Required work: From the line with "Would you be able to point at the white window" through the final line below, restate each line word for word and return nothing else.

==== Source data ====

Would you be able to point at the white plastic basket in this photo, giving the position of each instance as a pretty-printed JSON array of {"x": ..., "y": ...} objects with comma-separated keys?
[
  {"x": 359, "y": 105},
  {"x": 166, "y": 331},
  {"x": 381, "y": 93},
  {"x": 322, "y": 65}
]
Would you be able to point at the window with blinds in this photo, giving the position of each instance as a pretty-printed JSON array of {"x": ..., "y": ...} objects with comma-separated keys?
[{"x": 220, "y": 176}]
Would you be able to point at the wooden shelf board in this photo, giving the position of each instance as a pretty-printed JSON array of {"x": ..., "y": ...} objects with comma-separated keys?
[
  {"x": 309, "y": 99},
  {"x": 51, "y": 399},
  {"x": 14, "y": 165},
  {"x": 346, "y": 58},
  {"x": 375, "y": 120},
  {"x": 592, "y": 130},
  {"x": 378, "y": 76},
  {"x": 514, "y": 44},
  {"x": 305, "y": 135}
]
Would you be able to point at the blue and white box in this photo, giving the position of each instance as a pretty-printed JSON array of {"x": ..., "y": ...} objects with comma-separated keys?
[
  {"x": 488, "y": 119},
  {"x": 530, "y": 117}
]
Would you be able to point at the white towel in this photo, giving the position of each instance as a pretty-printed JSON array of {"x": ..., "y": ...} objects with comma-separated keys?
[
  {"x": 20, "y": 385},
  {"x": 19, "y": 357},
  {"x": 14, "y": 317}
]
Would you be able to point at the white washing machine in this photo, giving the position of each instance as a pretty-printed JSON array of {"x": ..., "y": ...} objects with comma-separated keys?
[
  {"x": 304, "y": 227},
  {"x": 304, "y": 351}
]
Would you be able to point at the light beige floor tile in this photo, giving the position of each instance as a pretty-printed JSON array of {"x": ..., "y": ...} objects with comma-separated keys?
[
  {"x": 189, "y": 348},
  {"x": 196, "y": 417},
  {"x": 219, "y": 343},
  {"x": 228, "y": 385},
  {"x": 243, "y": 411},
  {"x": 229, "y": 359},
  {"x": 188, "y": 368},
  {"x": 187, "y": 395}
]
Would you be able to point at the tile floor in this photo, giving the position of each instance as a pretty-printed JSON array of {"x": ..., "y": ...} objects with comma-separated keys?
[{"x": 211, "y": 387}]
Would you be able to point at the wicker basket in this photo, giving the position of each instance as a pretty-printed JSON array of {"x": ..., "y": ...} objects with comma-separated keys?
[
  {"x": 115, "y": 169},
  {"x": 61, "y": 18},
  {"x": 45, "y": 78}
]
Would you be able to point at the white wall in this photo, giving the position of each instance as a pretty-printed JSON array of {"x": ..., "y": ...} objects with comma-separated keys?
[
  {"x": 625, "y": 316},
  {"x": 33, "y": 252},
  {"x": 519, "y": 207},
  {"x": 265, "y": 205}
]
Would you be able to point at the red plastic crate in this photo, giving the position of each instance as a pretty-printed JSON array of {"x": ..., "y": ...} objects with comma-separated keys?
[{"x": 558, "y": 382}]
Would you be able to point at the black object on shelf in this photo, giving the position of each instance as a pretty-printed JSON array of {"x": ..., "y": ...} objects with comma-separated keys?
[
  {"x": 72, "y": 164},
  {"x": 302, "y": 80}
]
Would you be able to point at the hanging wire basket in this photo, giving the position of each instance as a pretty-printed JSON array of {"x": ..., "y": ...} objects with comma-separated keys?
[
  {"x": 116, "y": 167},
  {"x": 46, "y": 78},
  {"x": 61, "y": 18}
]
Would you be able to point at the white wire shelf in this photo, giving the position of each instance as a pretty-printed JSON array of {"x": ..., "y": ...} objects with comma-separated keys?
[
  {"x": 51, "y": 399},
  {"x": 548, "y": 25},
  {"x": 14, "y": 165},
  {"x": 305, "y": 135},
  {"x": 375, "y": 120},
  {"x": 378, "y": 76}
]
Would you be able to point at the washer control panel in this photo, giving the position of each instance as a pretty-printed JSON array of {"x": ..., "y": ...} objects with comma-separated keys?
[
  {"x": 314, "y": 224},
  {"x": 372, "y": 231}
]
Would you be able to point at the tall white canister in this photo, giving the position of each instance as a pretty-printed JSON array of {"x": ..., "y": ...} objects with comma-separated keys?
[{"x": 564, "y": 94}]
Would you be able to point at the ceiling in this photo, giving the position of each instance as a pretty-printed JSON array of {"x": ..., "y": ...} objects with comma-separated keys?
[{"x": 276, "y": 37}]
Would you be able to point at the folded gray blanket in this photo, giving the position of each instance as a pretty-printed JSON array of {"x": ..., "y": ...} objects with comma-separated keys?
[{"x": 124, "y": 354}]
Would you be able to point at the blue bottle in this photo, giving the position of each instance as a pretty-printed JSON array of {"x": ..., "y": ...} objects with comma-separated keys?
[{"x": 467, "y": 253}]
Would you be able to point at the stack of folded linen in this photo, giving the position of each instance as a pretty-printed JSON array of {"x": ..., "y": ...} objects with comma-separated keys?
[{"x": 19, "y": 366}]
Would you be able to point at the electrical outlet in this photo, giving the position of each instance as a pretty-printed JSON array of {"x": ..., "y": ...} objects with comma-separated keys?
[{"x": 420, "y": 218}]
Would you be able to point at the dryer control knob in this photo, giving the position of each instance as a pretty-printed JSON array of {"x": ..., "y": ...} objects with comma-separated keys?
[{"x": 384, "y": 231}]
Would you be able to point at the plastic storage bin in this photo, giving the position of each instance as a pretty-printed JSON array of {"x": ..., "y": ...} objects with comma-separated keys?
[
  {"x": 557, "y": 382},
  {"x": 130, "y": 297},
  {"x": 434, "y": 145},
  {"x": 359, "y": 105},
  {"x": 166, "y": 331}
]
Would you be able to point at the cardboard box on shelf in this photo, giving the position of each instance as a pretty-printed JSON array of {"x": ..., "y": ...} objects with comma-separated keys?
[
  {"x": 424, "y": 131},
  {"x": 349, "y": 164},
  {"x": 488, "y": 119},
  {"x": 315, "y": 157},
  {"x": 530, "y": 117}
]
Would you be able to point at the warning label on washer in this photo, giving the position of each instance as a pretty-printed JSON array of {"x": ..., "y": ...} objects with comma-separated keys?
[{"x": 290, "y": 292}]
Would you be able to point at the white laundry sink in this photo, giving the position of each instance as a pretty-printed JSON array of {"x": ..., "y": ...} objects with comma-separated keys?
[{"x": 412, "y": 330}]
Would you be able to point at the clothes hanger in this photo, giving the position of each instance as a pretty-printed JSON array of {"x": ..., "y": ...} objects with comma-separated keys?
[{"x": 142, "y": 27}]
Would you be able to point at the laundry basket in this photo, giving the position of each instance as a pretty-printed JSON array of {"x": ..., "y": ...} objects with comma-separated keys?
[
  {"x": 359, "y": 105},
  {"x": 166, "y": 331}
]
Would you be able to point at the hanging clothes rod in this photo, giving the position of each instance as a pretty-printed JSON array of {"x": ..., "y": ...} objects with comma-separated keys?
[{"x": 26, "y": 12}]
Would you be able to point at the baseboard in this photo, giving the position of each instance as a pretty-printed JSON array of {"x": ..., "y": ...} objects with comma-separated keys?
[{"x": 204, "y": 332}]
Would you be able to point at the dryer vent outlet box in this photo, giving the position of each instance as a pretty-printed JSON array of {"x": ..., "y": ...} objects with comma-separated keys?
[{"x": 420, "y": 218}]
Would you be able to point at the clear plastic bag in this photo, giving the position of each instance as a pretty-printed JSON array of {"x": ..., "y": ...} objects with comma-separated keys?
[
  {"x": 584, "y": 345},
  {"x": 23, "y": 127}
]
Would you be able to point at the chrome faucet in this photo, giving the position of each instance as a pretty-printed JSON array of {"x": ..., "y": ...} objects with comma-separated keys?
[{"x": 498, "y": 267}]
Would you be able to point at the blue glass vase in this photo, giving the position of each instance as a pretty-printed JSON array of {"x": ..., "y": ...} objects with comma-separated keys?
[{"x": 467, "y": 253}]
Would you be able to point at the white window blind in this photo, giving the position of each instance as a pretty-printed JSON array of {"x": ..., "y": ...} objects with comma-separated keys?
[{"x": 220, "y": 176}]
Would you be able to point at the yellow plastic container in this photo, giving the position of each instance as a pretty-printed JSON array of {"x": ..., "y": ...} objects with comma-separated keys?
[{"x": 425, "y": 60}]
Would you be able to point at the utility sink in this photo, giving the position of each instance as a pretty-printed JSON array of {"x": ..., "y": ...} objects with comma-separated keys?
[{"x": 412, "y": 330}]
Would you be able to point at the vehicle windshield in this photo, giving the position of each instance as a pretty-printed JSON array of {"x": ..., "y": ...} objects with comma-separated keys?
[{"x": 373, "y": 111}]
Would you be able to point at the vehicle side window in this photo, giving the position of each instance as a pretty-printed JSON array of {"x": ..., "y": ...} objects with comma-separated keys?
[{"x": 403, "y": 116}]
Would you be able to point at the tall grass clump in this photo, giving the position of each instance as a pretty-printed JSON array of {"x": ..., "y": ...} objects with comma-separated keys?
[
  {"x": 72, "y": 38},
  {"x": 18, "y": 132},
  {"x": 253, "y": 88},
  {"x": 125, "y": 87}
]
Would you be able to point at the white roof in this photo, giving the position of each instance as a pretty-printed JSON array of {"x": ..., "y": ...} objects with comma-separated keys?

====

Answer space:
Would you be able to point at the white window blind in this photo, giving the position of each instance as a pretty-printed JSON array of {"x": ..., "y": ...} objects with comma-separated keys?
[{"x": 220, "y": 176}]
Would you be able to point at the yellow plastic container in this photo, giving the position of each instance as a pretty-printed JSON array of {"x": ..., "y": ...} objects with comma-separated keys?
[{"x": 425, "y": 60}]
Would you be able to point at the utility sink in this photo, giving the position of each instance as a pretty-printed JSON array of {"x": ..., "y": ...} objects with comma-separated keys?
[{"x": 412, "y": 330}]
Would you be able to point at the vehicle windshield in this photo, giving the position of each instance as a pretty-printed JSON array of {"x": ..., "y": ...} objects with comma-separated keys?
[{"x": 373, "y": 111}]
Would you be able to point at the vehicle side window in this photo, giving the position of each instance as a pretty-printed JSON array of {"x": ..., "y": ...} objects with comma-separated keys?
[{"x": 403, "y": 116}]
Would you be able to point at the tall grass clump in this photo, giving the position of each instance as a pretty-printed JSON array of {"x": ..., "y": ...} objects with comma-separated keys?
[
  {"x": 72, "y": 38},
  {"x": 18, "y": 132},
  {"x": 253, "y": 88},
  {"x": 125, "y": 87}
]
Would you be able to point at the white roof in this photo, giving the position of each instance as a pretty-printed JSON array of {"x": ..., "y": ...} objects with comma-separated keys?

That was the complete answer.